The market treats Cashbuild and Italtile as though they are interchangeable in a portfolio. Over five years, the share price performances (excluding dividends) are remarkably similar — and incredibly poor. Italtile is down 47% and Cashbuild is down 50%. Including dividends, the five-year total return on Italtile is -20%, while Cashbuild sits at -34%.
The stay-home-and-stay-safe DIY trend of the pandemic (boosted by record low interest rates) is a distant memory. But can this performance be attributed entirely to the Covid base on a five-year view?
Alas, no. Over 12 months, Cashbuild is down 4%, while Italtile is down 17%. Both are in the red, but there’s now a clear deviation in performance. This decoupling happened based on the latest announcements, with the market accepting at long last that Cashbuild and Italtile are actually very different businesses.
This is because of where they sit in the value chain. Both have consumer-facing retail operations, but Italtile features much further up in the chain thanks to its local tile manufacturing business. This creates additional layers of risk (and opportunity).
The upside potential of manufacturing is there in a stronger market, but we are in a terribly weak market for tiles. Though Italtile tried its best to explain that the manufacturing side of the business is a struggle in these conditions, it feels like the message just hadn’t landed.
The market has now got the memo. In the six months to December 2025, Italtile’s trading profit and dividend both fell 14%. Over the same period, Cashbuild’s operating profit rose 10% and the dividend increased 21%. There’s nothing like a major divergence in the dividend trajectory to focus the minds of investors.
Though both companies fall into the consumer discretionary spending bucket, they are exposed to different product verticals. Italtile has a focused product offering (tiles and plumbing), while Cashbuild is a much broader business. But in any construction project, both Italtile and Cashbuild should get a slice of the action, so they have exposure to similar underlying consumer behaviour.
Being at the top of the value chain — ‘the shovel in the gold rush’, as the saying goes — is lucrative only if there’s actually a gold rush
It therefore seems reasonable to conclude that the deviation in performance is being driven by what Italtile has been warning about for ages: the risk of low capacity utilisation in the manufacturing division. But why is this so problematic vs the retail operation struggling with low growth?

§ DATASET EXTRACT:

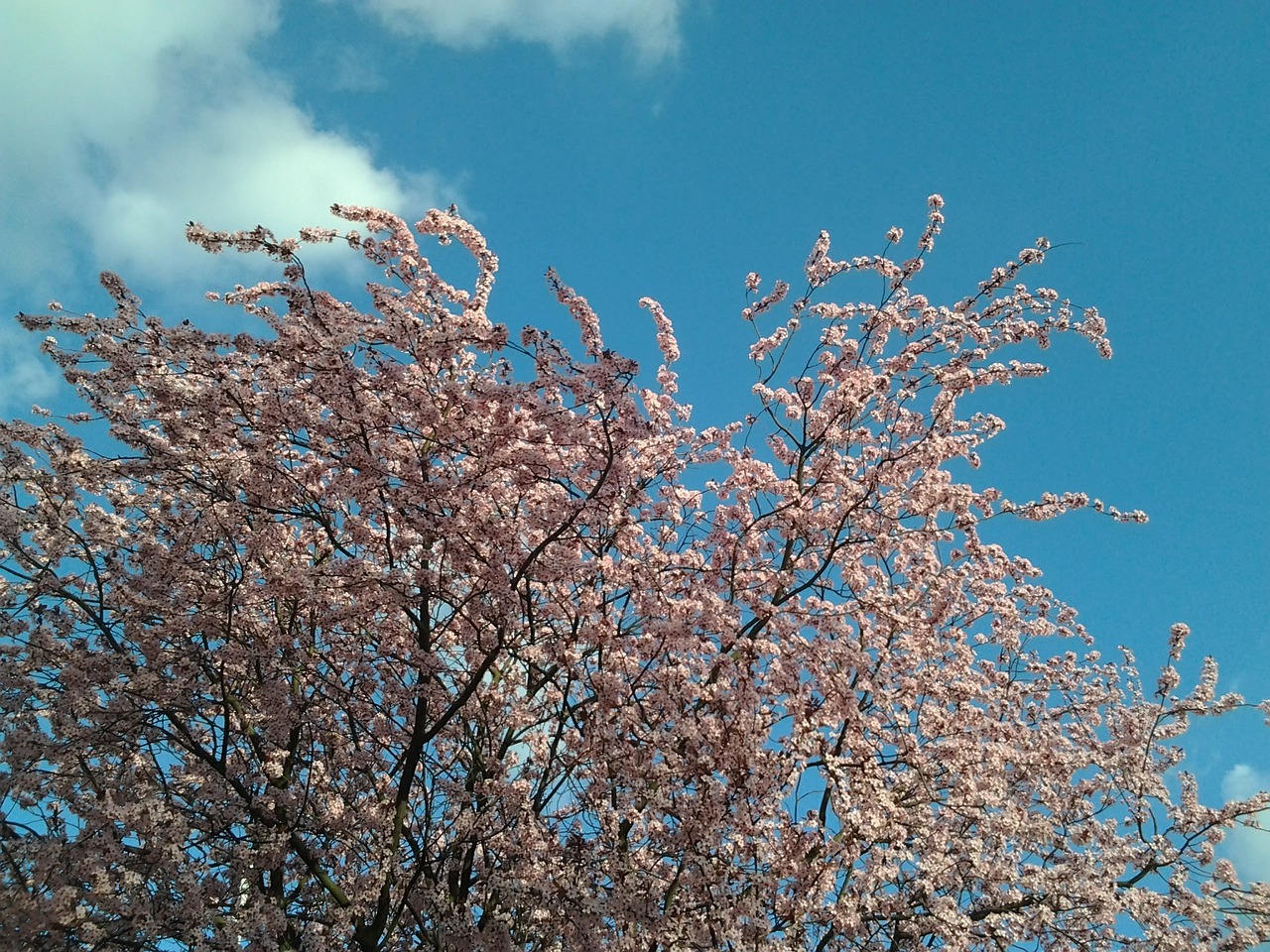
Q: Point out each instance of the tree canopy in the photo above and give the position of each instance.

§ REQUIRED TASKS:
A - Print the Cashbuild and Italtile article starting at the words "Alas, no. Over" and ending after "very different businesses.".
B - Write the next part of the article on Cashbuild and Italtile, starting after its final sentence.

§ RESPONSE LIST:
A -
Alas, no. Over 12 months, Cashbuild is down 4%, while Italtile is down 17%. Both are in the red, but there’s now a clear deviation in performance. This decoupling happened based on the latest announcements, with the market accepting at long last that Cashbuild and Italtile are actually very different businesses.

B -
In a retail business, if sales are under pressure, you can tweak the range in the store and even reduce the footprint (to the extent allowable by lease terms). It’s a very tough business, but there’s some operational flexibility in the model. There’s also the ability to make decisions around pricing and promotions, or the focus on online vs in-store sales.
Management can do stuff to respond to the environment, as evidenced by Cashbuild’s improvement in gross margin and operating margin, despite only 3% growth in revenue.
But in manufacturing, if your plant is running well below capacity, the unit costs become a huge issue. To achieve solid overhead absorption on a per-unit basis, you need to be pumping units out the door. Italtile’s in-house retail chains are struggling with weak volumes — system-wide turnover was flat in the period. But there’s a far bigger problem in the market that’s way beyond Italtile’s control.
When the rand is strong, imported tiles become cheaper. Even without the stronger rand, South Africa is a dumping ground for foreign-made tiles, as our tariffs are inadequate to protect the local industry. This means that the product mix in South Africa (and neighbouring countries) is shifting towards imported alternatives, leading to a 5% decline in turnover in the supply chain manufacturing segment.
Thanks to the operating leverage in a manufacturing model (the factory overheads and so on), a drop in revenue is a disaster. In the manufacturing segment, interim profit before tax shrank dramatically from R340m to R188m.
Here’s another statistic: turnover in manufacturing fell R148m, yet profit before tax fell R152m. If you look through the income statement, the biggest pressure point is freight costs, as the company has already reduced “manpower costs” significantly.
Something tells me Italtile isn’t where you want to be if oil prices continue their sharp rise due to the war against Iran. Being at the top of the value chain — “the shovel in the gold rush”, as the saying goes — is lucrative only if there’s actually a gold rush. And in the tile market, it’s anything but a gold rush right now.